Copy out every line of the data entries below word for word, omitting the pictures.

(Data entries)
════════════════

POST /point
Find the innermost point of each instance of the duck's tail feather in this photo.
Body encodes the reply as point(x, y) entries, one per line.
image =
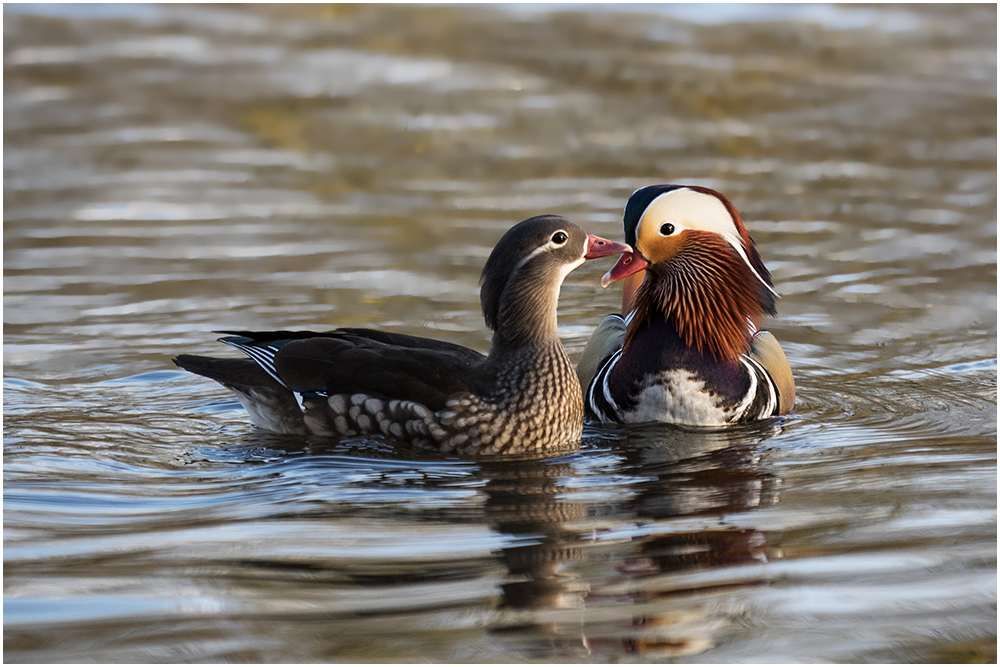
point(271, 406)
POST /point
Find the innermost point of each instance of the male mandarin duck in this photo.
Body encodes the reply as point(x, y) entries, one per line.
point(524, 397)
point(687, 348)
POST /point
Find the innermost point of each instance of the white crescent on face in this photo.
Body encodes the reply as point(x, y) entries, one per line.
point(688, 209)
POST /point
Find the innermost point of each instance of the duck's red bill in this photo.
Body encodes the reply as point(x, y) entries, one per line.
point(598, 247)
point(629, 263)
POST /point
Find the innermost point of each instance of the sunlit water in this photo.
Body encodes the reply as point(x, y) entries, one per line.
point(170, 171)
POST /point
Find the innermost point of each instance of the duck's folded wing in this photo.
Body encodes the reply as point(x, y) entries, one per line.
point(349, 363)
point(767, 351)
point(605, 341)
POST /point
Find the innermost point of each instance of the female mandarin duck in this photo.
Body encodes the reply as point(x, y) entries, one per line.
point(524, 397)
point(688, 350)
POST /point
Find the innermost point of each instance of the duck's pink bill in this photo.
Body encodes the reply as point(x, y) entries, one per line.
point(629, 263)
point(598, 247)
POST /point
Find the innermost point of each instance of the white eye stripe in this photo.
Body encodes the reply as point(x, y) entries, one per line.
point(711, 215)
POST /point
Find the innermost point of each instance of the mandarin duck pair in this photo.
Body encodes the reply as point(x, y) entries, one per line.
point(686, 348)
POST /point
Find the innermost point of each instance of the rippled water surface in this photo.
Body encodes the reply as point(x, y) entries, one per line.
point(170, 171)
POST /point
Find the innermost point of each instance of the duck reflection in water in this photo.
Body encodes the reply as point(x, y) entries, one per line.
point(691, 483)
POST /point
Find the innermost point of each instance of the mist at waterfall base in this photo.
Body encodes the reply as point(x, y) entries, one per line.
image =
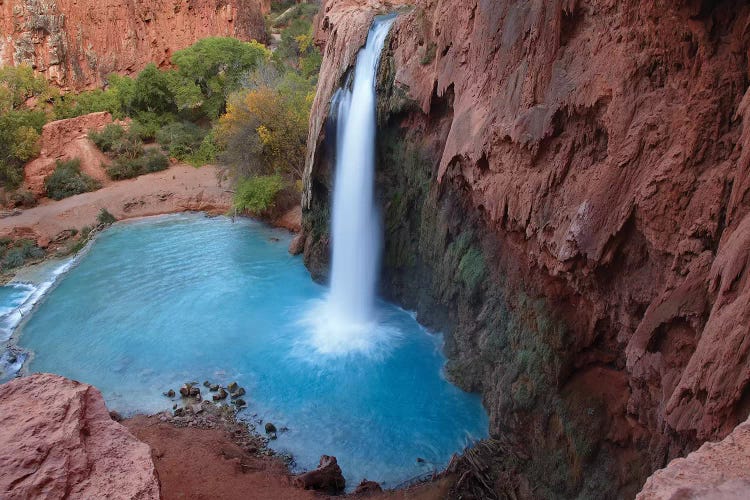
point(162, 301)
point(345, 323)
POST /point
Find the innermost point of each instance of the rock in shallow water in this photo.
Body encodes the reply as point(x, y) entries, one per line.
point(58, 440)
point(327, 477)
point(366, 488)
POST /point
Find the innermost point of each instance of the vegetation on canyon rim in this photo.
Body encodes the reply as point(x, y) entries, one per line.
point(236, 103)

════════════════

__Written solution__.
POST /point
Find the innermost point of each instance of the duck's tail feather in this photo.
Body encodes the reply as point(x, y) entries, one per line.
image =
point(271, 406)
POST /point
Find the innermost point of each instance of the male mandarin duck in this photo.
Body encodes the reply as point(x, y) entries, one per line.
point(524, 397)
point(687, 348)
POST /point
Find the innermost point of each instance of the white crescent on face in this photo.
Body encodes the reply as point(x, y) entries, one per line.
point(688, 209)
POST /point
Find the innermost point of each instance of the duck's red bill in this photo.
Body encodes the reply as point(x, y) entries, one per line.
point(598, 247)
point(629, 263)
POST /point
Find the innermost point of each instance of the sunlit water in this photo.
Body encodes the reply as point(x, y) entries, one per line.
point(170, 171)
POST /point
Find the innermost point of each instance of the duck's folded wing in this photo.
Body encodes the reply as point(x, y) entries, one per line.
point(349, 363)
point(767, 351)
point(605, 341)
POST /point
Find the innermost point of each instance of the female mandarin duck in this photo.
Body encodes the reply as point(x, y) entries, one per line.
point(524, 397)
point(688, 350)
POST /point
Find the innermost point of each instance of the duck's pink bill in this photo.
Body encodes the reply as point(x, y) entries, one per line.
point(629, 263)
point(598, 247)
POST /point
Find the innermost point of each instance of the white eye stripe in this photo.
Body encodes the reply as point(x, y) entries, one per line.
point(711, 215)
POST /point
Find the innermost point of each instance of the mandarin duck pair in this photo.
Body encodes the reply as point(x, y) entries, one per line.
point(686, 348)
POST /point
Find the innermost point of each instance of the rippled water surface in this photo.
Body encodes the reply as point(x, y) entries, one per line.
point(170, 171)
POST /point
Find the innermost point of each instance of the duck reflection in water in this photo.
Body encodes the reply as point(x, y) entries, one per line.
point(691, 483)
POST /point
Find the innermost point of each instance of the mist at waterfall base in this photo.
Body encodes the reply as point(x, y) entries, one per line.
image =
point(162, 301)
point(345, 323)
POST /point
Find the innermost point of each instance of the rock in shallow water in this photo.
Body encodes the reply as point(x, y) entries, one per line.
point(58, 440)
point(327, 477)
point(366, 488)
POST /point
Find the innermost point of each instance of the vegetation on canyon rim in this photo.
Body encodes the reply as point(x, y) entries, one per line.
point(236, 103)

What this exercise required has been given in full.